Segment Start: Task material

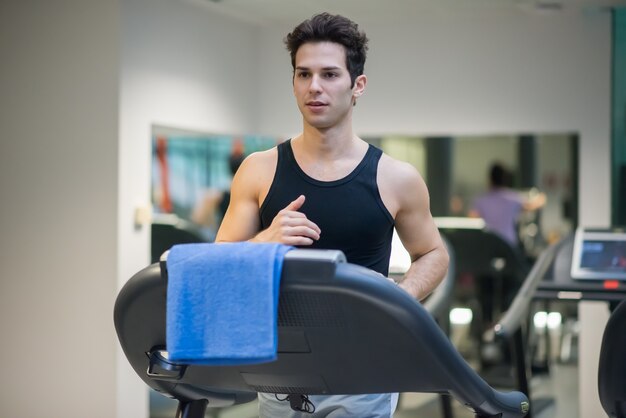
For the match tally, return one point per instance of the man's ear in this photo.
(359, 85)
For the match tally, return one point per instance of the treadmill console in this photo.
(599, 255)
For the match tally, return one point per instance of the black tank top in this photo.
(349, 211)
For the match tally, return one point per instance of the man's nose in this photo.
(315, 85)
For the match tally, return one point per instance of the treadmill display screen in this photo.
(599, 255)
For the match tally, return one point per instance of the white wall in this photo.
(181, 67)
(461, 75)
(58, 182)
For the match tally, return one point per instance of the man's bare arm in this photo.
(419, 235)
(241, 221)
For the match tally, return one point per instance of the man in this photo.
(327, 188)
(500, 206)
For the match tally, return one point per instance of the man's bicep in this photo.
(241, 221)
(414, 222)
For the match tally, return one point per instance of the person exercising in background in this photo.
(500, 206)
(328, 188)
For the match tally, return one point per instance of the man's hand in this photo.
(290, 227)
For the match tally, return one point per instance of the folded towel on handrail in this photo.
(222, 302)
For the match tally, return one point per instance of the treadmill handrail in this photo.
(512, 318)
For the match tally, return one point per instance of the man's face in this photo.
(322, 82)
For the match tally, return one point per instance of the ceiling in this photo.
(286, 12)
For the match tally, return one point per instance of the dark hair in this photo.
(325, 27)
(498, 175)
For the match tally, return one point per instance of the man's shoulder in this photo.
(260, 160)
(396, 170)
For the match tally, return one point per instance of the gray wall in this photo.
(58, 181)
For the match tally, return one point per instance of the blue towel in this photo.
(222, 302)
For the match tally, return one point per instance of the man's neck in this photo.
(330, 143)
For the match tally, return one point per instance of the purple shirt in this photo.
(500, 209)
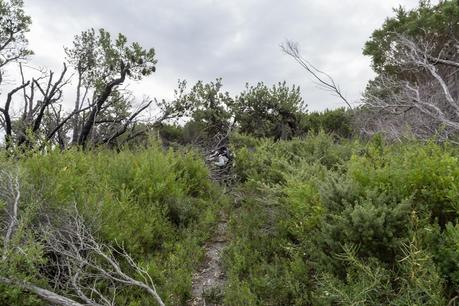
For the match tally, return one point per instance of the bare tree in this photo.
(424, 94)
(323, 80)
(79, 267)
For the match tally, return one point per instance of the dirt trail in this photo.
(208, 281)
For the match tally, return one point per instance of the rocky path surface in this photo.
(208, 281)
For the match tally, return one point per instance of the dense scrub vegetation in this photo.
(160, 206)
(322, 223)
(101, 208)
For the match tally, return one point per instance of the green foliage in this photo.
(337, 122)
(427, 20)
(14, 23)
(347, 223)
(100, 59)
(269, 112)
(208, 107)
(159, 205)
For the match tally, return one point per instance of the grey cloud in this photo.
(237, 40)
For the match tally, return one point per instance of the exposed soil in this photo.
(208, 281)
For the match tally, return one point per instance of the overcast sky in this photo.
(237, 40)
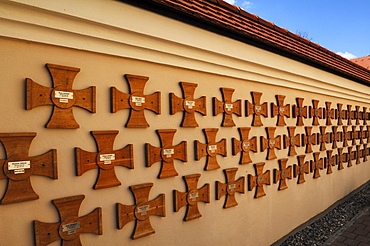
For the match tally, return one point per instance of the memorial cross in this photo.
(330, 161)
(136, 101)
(315, 112)
(245, 145)
(282, 174)
(316, 165)
(341, 158)
(105, 159)
(167, 153)
(350, 115)
(70, 226)
(188, 104)
(301, 169)
(280, 110)
(270, 143)
(299, 111)
(191, 197)
(340, 114)
(211, 149)
(230, 187)
(227, 107)
(323, 138)
(259, 180)
(292, 141)
(18, 166)
(335, 136)
(309, 139)
(141, 210)
(329, 113)
(62, 97)
(256, 108)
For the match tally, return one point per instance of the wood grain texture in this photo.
(141, 211)
(244, 145)
(191, 197)
(61, 96)
(230, 187)
(19, 188)
(256, 108)
(167, 153)
(136, 101)
(70, 226)
(188, 104)
(105, 159)
(210, 149)
(227, 107)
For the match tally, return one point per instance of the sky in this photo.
(342, 26)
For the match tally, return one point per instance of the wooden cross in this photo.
(361, 134)
(191, 197)
(315, 112)
(136, 101)
(341, 158)
(365, 153)
(354, 135)
(301, 169)
(346, 136)
(358, 154)
(309, 139)
(351, 155)
(329, 113)
(291, 141)
(188, 104)
(70, 226)
(18, 167)
(167, 153)
(350, 115)
(282, 174)
(230, 187)
(256, 108)
(330, 161)
(357, 115)
(335, 136)
(105, 159)
(62, 97)
(299, 111)
(211, 149)
(340, 114)
(245, 145)
(323, 138)
(259, 180)
(270, 143)
(141, 210)
(316, 165)
(227, 107)
(280, 110)
(364, 114)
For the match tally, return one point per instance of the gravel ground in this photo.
(322, 229)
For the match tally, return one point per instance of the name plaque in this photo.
(63, 96)
(229, 107)
(212, 148)
(168, 152)
(107, 158)
(138, 100)
(143, 210)
(190, 104)
(71, 228)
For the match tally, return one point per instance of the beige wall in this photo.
(108, 39)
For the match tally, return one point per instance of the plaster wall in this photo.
(107, 39)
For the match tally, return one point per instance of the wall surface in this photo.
(108, 39)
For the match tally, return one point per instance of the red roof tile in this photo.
(237, 21)
(363, 61)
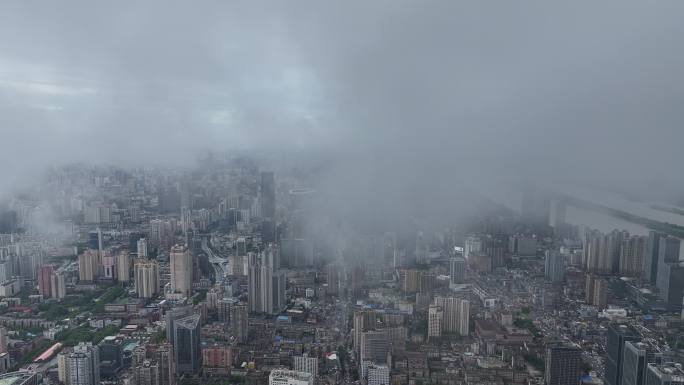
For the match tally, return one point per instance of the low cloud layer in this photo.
(403, 96)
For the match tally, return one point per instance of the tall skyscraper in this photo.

Segment End: Task material

### What needs to be done
For every entry, return its exact wording and leave out any image.

### Written response
For the match tally, return one point per instance of the man's ear in this photo.
(359, 85)
For the match tally, return one point per instance of the treadmill console in this photo.
(599, 255)
For the match tally, return one point per instance of the black tank top in this photo.
(349, 211)
For the match tally, return one point per instance of the man's nose in this photo.
(315, 85)
For the match tally, return one point per instance of the treadmill display screen in this photo.
(599, 255)
For the match tally, return one point per instance of the white wall in this photo.
(181, 67)
(461, 75)
(58, 182)
For the match tally, return one point per instance of the man's bare arm in this photo.
(419, 235)
(241, 221)
For the match tally, return one point per instance of the man in this photo.
(327, 188)
(500, 206)
For the match tally, return one point per instance of the man's bicep in this photo.
(241, 221)
(414, 222)
For the match tally, return one point per instance of the person exercising in background in this photo.
(500, 206)
(328, 188)
For the match tally, return one point per instance of the man's hand in this photo.
(290, 227)
For the match tally, return one point per instance of the folded towel on handrail in this photo.
(222, 302)
For the match tally, return one point per instance of the treadmill handrail in this photo.
(512, 318)
For the match tally, return one point per instance of the man's face in this photo.
(322, 82)
For the match tally, return one point per instance of the ceiling in this photo.
(286, 12)
For the match tally, return one point per instance of the dark hair in this photo.
(325, 27)
(498, 175)
For the match tally, return one point per instance of the man's shoulder in this photo.
(260, 160)
(396, 170)
For the match tally, return one point per instance of the gray wall in this photo.
(58, 181)
For the match tally, return one point per instance of the blue towel in this photo.
(222, 302)
For the match tally, return one point per instance of the man's neck in this photo.
(330, 143)
For the match tally, return one point per instance of the purple shirt in this photo.
(500, 209)
For the match tally, return one point per instance of the bare tree in this photo.
(424, 94)
(323, 80)
(79, 267)
For the match tally, return one point per instance of the dirt trail in this photo.
(208, 281)
For the match tally, return one point per instance of the rocky path surface in this photo.
(208, 281)
For the match tally, return one point per instance of the dense scrub vegetation in this photo.
(160, 206)
(322, 223)
(101, 208)
For the match tally, return one point per instance of the green foliage in this photo.
(337, 122)
(427, 20)
(14, 23)
(347, 223)
(100, 59)
(269, 112)
(208, 107)
(159, 205)
For the match tally, return one point per instance of the grey cloud in this photo.
(237, 40)
For the match tally, return one point per instance of the exposed soil in this photo.
(208, 281)
For the match tally, return one point per instance of the overcast sky in this photo.
(237, 40)
For the match tally, return one point per instance of the memorial cross in this photo.
(330, 161)
(136, 101)
(315, 112)
(245, 145)
(282, 174)
(316, 165)
(341, 158)
(105, 159)
(167, 153)
(350, 115)
(70, 226)
(188, 104)
(301, 169)
(280, 110)
(270, 143)
(299, 111)
(191, 197)
(340, 114)
(211, 149)
(230, 187)
(227, 107)
(323, 138)
(259, 180)
(292, 141)
(18, 166)
(335, 136)
(309, 139)
(141, 210)
(329, 113)
(62, 97)
(256, 108)
For the match tally, return one point per instance of the wood grain texture in this photo.
(141, 211)
(244, 145)
(191, 197)
(61, 96)
(230, 187)
(19, 188)
(256, 108)
(167, 153)
(136, 101)
(70, 226)
(188, 104)
(105, 159)
(210, 149)
(227, 107)
For the match tally, return one point per instance of the sky in this photo.
(342, 26)
For the match tally, return one point per instance of the wooden cross in this photo.
(361, 134)
(191, 197)
(315, 112)
(136, 101)
(341, 158)
(365, 153)
(354, 135)
(301, 169)
(346, 136)
(358, 154)
(309, 139)
(351, 155)
(329, 113)
(291, 141)
(188, 104)
(70, 226)
(18, 167)
(167, 153)
(350, 115)
(282, 174)
(230, 187)
(256, 108)
(330, 161)
(357, 115)
(335, 136)
(105, 159)
(62, 97)
(299, 111)
(211, 149)
(340, 114)
(245, 145)
(323, 138)
(259, 180)
(270, 143)
(141, 210)
(316, 165)
(227, 107)
(280, 110)
(364, 114)
For the match tally, return one point per instance of the gravel ground in this photo.
(322, 229)
For the match tally, return one point per instance of the name plaque in this photo.
(63, 96)
(229, 107)
(212, 148)
(168, 152)
(107, 158)
(138, 100)
(143, 210)
(190, 104)
(71, 228)
For the match tally, return one point per instance of the beige wall in this photo.
(108, 39)
For the match tally, return one point per instance of the plaster wall in this photo.
(107, 39)
For the match tally, return one point per instance of the wall surface in this photo.
(108, 39)
For the match tally, return one point per instance of the red roof tile in this photo.
(237, 21)
(363, 61)
For the match tally, return one point per instance of the low cloud layer in this photo.
(403, 96)
For the match tally, return one point per instance of the tall skyscraper in this photo.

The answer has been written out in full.